TASK MATERIAL:
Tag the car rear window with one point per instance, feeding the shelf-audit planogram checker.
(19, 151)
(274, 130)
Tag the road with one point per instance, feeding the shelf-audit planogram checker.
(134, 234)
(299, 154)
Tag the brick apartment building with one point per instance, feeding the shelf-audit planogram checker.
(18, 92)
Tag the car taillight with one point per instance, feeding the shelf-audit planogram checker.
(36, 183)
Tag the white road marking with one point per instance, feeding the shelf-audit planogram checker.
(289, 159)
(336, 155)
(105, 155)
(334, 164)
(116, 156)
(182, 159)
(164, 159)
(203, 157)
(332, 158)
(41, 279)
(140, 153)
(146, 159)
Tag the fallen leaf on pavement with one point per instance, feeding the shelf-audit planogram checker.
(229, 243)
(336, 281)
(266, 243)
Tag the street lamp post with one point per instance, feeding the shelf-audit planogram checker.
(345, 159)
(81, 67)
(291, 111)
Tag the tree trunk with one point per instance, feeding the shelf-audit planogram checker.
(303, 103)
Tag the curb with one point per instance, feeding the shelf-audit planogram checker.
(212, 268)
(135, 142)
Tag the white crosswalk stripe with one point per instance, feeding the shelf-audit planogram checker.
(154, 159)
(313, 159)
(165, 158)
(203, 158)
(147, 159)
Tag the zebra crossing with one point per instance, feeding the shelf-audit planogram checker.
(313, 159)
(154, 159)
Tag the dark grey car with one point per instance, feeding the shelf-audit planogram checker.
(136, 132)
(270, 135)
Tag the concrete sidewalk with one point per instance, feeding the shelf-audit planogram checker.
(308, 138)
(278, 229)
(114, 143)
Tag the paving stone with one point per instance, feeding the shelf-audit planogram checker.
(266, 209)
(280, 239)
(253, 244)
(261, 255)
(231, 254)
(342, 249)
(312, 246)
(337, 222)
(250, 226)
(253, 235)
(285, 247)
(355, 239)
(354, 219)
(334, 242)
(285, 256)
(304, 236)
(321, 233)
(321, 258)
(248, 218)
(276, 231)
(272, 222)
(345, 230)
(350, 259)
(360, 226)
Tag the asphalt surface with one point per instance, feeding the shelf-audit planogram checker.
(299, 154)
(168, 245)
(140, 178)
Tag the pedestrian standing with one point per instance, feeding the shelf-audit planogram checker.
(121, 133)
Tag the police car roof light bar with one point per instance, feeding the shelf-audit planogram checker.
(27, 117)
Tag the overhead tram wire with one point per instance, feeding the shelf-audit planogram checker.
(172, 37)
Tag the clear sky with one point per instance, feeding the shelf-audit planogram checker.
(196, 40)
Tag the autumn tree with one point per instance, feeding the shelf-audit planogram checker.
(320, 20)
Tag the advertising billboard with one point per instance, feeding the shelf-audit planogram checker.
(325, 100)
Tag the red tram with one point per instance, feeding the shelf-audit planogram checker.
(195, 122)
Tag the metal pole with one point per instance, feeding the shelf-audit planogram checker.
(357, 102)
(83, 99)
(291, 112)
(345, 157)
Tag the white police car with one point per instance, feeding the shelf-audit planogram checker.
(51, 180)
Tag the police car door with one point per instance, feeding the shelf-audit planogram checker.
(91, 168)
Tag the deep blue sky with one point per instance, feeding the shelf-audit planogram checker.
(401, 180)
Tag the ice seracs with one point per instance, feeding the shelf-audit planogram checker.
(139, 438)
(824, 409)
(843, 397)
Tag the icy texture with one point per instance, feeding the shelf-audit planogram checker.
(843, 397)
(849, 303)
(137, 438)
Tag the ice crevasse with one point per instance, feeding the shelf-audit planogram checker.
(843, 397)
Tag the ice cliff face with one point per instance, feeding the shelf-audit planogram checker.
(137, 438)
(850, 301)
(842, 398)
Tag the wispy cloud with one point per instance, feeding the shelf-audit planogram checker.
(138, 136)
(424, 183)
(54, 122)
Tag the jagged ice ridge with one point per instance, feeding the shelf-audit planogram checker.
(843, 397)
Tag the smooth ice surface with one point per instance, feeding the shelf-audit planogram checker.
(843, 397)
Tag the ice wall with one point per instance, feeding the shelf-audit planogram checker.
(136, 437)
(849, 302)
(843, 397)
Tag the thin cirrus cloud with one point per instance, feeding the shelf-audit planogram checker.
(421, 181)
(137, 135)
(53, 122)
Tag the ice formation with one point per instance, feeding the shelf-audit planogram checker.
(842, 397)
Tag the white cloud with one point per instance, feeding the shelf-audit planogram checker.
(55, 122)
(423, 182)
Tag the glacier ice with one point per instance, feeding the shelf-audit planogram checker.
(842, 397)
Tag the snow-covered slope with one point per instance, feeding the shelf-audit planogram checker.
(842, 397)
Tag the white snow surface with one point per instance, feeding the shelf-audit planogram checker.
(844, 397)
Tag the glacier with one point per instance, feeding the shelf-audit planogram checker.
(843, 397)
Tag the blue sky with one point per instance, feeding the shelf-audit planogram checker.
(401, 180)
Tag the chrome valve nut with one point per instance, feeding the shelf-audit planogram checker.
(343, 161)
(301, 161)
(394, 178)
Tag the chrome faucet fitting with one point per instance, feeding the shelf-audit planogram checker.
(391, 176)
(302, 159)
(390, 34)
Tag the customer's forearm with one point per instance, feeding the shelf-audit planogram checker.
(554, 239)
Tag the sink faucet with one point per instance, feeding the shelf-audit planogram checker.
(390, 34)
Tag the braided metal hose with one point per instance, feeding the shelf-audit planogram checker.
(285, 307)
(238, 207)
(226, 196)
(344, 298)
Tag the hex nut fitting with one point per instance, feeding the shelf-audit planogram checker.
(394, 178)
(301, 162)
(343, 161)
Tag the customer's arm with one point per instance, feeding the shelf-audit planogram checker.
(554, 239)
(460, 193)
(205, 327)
---
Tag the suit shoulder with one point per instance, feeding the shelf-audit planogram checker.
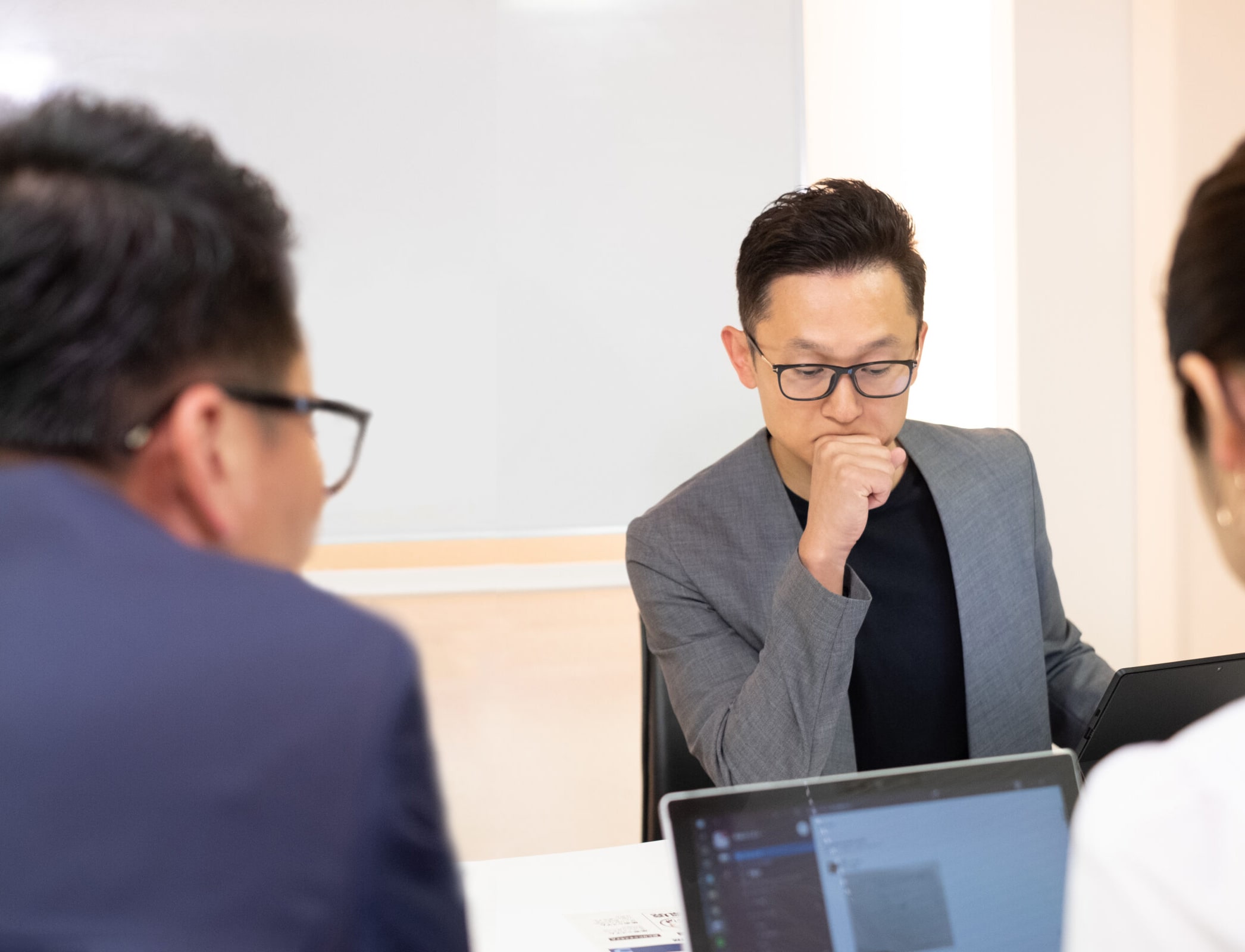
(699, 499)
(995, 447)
* * *
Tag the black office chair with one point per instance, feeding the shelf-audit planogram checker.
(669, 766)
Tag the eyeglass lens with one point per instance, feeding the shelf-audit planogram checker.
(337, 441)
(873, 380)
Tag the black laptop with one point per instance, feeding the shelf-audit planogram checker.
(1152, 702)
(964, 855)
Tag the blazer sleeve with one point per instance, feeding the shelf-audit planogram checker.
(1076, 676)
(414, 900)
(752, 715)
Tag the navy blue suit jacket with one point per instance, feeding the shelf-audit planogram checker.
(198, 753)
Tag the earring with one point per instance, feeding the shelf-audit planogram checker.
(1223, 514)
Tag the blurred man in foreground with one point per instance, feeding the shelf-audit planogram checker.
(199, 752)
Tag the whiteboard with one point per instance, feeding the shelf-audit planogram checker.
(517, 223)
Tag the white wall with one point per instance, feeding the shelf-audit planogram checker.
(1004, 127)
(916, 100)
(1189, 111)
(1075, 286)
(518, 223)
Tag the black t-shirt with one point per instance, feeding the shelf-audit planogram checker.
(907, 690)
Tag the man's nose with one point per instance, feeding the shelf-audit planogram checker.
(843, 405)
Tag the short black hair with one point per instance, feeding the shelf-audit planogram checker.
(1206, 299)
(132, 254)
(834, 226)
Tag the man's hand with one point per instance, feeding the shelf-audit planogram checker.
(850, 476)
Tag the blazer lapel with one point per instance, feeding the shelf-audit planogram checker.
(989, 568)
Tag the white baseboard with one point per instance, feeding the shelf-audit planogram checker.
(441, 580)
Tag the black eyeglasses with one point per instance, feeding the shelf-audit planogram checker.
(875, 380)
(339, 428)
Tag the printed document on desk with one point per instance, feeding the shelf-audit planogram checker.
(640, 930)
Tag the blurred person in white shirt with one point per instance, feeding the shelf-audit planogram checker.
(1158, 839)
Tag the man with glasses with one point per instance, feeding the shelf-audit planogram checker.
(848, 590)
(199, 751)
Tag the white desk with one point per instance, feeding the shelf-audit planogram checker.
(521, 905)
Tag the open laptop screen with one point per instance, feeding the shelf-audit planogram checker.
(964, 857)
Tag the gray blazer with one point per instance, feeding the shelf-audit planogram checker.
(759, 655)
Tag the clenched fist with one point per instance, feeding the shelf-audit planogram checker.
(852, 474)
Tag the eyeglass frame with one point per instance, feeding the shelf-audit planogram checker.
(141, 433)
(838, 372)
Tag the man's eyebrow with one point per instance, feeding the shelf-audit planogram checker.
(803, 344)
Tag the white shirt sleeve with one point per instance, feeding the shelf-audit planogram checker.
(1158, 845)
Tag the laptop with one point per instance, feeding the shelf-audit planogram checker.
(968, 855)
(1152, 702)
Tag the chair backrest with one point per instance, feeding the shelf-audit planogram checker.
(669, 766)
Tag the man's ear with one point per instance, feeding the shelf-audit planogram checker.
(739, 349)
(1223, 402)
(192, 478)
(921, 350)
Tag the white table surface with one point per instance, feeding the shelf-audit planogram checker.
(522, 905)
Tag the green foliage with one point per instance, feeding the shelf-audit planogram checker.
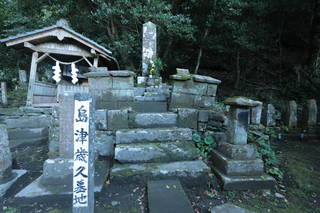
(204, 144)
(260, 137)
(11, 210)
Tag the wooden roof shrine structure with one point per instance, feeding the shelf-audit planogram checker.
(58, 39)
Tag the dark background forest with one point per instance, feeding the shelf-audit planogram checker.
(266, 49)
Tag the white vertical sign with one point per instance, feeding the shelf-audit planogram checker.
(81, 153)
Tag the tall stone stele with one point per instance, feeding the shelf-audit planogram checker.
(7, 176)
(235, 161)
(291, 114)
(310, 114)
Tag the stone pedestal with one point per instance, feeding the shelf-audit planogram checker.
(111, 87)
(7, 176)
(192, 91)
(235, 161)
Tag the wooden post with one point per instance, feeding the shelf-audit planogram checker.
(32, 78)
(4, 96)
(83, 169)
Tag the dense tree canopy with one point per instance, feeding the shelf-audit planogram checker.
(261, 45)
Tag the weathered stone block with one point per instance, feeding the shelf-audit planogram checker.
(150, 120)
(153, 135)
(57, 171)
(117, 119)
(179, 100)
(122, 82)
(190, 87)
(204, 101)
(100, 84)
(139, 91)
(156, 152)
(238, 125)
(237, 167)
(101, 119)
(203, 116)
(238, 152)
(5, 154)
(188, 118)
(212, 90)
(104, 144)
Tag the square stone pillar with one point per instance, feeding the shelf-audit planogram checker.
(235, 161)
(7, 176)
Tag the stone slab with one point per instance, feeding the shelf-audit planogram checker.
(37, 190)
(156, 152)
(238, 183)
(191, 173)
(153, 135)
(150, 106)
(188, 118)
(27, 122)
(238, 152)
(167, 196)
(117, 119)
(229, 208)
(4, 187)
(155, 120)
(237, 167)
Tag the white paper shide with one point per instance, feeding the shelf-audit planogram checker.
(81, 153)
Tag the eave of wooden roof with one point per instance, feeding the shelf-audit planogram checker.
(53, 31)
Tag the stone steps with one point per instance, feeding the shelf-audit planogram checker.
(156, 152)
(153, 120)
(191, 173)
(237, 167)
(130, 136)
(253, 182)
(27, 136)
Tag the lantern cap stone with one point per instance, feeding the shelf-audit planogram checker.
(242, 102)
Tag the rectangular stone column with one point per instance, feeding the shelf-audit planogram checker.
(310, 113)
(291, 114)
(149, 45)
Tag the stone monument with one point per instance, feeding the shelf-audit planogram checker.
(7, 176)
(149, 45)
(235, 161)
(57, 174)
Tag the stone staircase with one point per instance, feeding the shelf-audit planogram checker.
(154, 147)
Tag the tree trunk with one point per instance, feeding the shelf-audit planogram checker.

TASK DIRECTIONS:
Tally the lines in the data above that contain the string "wooden", treating uppercase and lowercase as different, and reply with the number alone.

ANSWER TO THIS TASK:
3